** GIVEN TEXT **
--- BEGIN ---
“GOVERNING” THE DIGITAL ECONOMY
One evening in September 2011, an entrepreneur named Peter Sims received a text message from a friend, Julia Allison, wondering if he happened to be in an Uber SUV near 33rd Street and Fifth Avenue in New York. It happened that this was exactly where he was, and Sims assumed the friend must have seen him from another car.
In fact, Allison wasn’t even in the same state. She was at a party in Chicago, celebrating the launch of Uber in the Windy City. She’d watched as the Uber team performed one of its favorite party tricks: showing people what it called its “God’s view,” a live map revealing the locations of its cars and their passengers, by name. Uber was not only tracking its cars’ movements, it was tracking people’s movements. When Allison explained how she knew so much about his whereabouts, Sims flipped out and wrote a biting blog post about the experience.
Uber has become notorious for sexual harassment among its staff and has taken drastic action to try to resolve the problem, which was a significant factor in the forced resignation of its co-founder, CEO Travis Kalanick. But this privacy issue is just as important. Not only does the company control sensitive information about the journeys people take, but senior company officials, at least in the early days of the company, showed a willingness to abuse that power. In November 2014, Uber launched an investigation into the actions of its New York general manager, Josh Mohrer, after BuzzFeed journalist Johana Bhuiyan reported that he had used the God’s view feature to monitor her movements. The outcry over this and other privacy concerns led to a settlement with New York Attorney General Eric Schneiderman in which Uber agreed to encrypt riders’ names and geolocation data.
It’s certainly not hard to see that Uber and its main competitor, Lyft, have quickly enmeshed themselves in our daily lives. When the name of your company becomes a verb—Xerox, Google, Uber—you know you’ve arrived. But for all the branding associated with democratizing transportation, and with allowing drivers and passengers to come together and “ride-share,” Uber is really a centralization play. It’s not about disintermediation at all. This for-profit company is the gatekeeper for every deal that gets struck between every driver and every passenger, and for that it takes 25 percent each time. And it is far from the only for-profit company that makes money the new-fashioned way: by controlling data. How Uber, and also Facebook, Google, and all the other twenty-first-century tech titans, treat that data has become a critical issue.
--- END ---
** WORK REQUIRED **
In the text on governing the digital economy, what share does Uber take from each deal between a driver and a passenger?

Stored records
--- BEGIN ---
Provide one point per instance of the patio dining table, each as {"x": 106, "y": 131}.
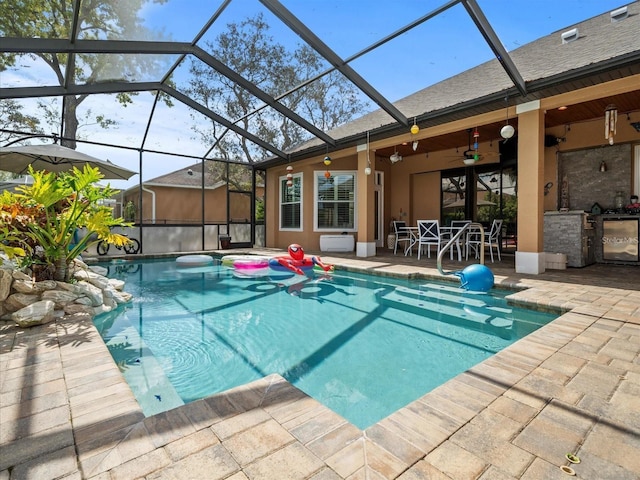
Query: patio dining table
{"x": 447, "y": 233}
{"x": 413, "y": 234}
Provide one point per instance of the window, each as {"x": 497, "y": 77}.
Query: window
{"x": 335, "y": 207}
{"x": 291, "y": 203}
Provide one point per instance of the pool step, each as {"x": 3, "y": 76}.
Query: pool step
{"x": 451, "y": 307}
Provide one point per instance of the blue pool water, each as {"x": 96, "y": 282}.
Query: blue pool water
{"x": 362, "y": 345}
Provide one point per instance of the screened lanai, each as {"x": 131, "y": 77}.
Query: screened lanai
--- END ---
** EXERCISE SOLUTION **
25 percent